■ **GIVEN REQUEST**: Pull out every line in the records below that contains the string "patio", matching case exactly, and copy each one.

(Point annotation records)
-----

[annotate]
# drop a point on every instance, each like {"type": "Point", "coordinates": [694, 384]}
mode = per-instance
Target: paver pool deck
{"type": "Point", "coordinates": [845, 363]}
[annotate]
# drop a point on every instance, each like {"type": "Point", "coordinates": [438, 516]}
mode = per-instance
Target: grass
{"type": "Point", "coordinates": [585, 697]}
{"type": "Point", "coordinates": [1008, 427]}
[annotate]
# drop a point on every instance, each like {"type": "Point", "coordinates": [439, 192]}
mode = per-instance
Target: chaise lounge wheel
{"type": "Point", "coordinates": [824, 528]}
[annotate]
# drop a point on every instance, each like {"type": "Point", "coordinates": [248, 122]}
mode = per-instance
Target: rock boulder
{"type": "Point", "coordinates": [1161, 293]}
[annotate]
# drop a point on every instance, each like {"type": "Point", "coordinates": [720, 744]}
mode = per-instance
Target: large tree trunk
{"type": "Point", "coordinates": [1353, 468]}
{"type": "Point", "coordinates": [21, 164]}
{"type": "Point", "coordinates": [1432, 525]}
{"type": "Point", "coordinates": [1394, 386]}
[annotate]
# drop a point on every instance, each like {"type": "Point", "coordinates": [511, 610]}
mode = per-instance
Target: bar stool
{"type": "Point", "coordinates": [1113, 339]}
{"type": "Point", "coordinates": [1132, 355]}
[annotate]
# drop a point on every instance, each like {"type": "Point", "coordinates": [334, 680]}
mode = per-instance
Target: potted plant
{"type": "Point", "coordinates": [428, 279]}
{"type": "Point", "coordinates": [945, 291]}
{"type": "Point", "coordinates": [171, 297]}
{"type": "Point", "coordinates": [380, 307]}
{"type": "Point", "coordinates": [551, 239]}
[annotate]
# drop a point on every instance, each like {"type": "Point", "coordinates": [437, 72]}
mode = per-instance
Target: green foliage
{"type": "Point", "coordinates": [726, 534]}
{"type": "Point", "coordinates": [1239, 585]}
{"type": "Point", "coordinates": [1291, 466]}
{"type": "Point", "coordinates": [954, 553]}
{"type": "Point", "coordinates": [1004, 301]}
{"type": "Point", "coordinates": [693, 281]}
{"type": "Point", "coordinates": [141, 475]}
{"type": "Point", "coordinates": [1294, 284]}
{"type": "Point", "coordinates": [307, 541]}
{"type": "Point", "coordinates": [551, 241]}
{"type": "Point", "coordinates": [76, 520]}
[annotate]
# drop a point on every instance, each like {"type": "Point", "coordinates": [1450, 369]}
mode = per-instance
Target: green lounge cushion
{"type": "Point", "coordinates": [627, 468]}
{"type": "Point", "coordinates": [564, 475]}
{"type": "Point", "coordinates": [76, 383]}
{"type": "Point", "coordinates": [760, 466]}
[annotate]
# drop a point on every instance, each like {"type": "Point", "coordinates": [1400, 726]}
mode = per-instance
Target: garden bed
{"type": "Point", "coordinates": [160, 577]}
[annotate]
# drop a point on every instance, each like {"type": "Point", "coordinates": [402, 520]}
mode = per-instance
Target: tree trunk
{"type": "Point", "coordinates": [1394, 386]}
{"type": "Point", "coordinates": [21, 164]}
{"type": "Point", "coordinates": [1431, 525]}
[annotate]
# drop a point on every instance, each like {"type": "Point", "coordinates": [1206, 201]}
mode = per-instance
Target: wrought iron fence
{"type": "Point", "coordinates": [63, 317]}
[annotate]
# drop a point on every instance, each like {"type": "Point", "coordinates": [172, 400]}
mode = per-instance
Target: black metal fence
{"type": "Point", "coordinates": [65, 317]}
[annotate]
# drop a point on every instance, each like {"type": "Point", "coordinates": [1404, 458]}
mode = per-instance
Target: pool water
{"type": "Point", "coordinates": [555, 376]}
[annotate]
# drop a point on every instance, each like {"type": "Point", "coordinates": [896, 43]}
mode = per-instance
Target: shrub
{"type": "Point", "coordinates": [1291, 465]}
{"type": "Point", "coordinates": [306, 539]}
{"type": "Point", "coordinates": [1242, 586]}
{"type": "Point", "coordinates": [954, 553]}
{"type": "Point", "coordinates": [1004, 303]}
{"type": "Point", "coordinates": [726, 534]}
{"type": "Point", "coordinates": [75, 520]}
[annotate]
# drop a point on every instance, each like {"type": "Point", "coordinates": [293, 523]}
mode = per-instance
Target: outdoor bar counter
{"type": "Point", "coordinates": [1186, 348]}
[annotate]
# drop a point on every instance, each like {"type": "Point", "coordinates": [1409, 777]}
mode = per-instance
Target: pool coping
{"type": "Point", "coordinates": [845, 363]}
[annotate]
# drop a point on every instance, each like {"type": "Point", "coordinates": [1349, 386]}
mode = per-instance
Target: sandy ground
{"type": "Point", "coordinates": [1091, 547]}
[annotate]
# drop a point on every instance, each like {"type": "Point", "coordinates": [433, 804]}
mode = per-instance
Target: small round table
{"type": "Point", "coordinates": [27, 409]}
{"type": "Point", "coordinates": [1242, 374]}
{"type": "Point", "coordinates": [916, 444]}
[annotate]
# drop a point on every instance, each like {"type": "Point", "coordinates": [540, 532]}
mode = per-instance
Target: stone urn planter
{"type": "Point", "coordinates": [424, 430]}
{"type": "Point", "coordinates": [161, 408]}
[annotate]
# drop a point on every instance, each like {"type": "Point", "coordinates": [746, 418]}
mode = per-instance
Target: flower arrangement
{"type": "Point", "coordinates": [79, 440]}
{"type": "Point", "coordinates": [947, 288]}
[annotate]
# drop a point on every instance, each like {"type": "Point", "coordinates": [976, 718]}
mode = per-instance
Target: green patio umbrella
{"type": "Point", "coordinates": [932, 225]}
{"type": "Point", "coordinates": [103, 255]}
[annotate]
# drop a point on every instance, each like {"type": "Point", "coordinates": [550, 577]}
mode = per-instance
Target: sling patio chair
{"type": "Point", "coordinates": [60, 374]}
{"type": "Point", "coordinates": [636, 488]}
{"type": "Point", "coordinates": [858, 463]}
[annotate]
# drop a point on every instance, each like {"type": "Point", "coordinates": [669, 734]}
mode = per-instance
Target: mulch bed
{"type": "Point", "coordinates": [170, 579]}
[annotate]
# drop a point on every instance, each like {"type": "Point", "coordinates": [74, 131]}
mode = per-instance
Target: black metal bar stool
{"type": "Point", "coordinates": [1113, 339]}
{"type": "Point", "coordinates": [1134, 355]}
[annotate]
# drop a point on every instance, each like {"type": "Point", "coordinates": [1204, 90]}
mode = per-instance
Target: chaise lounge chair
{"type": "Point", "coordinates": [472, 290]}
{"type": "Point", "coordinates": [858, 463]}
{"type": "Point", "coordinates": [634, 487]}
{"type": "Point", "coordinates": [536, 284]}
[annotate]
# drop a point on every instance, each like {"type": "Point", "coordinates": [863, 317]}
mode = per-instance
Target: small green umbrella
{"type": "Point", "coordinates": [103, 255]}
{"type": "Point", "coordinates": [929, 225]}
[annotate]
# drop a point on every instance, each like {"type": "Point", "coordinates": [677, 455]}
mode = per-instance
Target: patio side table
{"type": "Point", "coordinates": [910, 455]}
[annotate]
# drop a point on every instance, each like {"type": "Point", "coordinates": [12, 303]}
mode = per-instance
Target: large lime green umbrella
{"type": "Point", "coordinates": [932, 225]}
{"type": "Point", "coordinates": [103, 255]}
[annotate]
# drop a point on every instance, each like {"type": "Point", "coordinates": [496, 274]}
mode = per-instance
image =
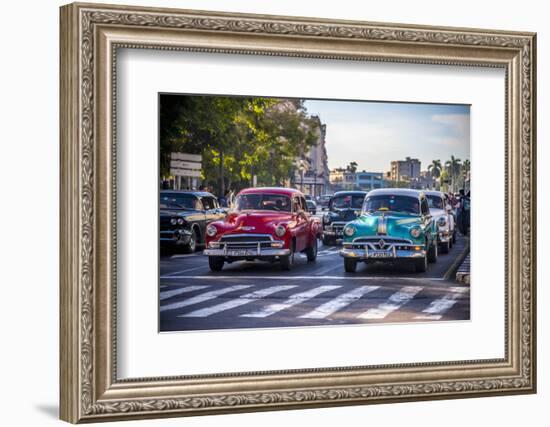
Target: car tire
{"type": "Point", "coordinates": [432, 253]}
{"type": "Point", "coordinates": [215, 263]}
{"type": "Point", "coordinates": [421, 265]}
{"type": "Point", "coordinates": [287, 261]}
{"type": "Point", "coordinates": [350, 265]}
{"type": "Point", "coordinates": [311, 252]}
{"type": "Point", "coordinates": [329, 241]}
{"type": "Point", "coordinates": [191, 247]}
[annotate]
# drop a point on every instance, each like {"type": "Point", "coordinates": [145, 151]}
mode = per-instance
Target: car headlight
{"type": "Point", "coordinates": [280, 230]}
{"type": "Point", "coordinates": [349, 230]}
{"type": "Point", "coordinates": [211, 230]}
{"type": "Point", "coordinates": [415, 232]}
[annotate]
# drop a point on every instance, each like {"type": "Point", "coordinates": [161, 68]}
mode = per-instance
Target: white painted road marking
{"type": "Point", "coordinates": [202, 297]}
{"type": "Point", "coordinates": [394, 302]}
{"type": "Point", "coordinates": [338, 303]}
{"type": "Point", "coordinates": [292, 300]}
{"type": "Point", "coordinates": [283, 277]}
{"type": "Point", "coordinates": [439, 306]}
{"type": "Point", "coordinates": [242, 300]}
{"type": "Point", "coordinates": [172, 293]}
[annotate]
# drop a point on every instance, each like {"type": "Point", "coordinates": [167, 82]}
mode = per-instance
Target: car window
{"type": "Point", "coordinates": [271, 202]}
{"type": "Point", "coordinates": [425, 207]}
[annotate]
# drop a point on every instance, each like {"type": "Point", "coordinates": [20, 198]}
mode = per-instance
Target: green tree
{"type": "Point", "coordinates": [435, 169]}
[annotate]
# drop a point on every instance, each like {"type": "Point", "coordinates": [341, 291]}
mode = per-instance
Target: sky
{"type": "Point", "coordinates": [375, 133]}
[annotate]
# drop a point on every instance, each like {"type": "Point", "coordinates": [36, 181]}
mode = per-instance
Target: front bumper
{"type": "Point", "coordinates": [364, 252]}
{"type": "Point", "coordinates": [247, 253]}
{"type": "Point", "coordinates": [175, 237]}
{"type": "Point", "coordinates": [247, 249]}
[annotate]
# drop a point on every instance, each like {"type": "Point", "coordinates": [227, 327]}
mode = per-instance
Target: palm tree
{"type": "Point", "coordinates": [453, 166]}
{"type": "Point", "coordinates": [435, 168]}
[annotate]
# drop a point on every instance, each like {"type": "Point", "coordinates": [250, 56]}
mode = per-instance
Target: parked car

-----

■ **TASK ANSWER**:
Target: green patio umbrella
Target: sling patio chair
Target: patio side table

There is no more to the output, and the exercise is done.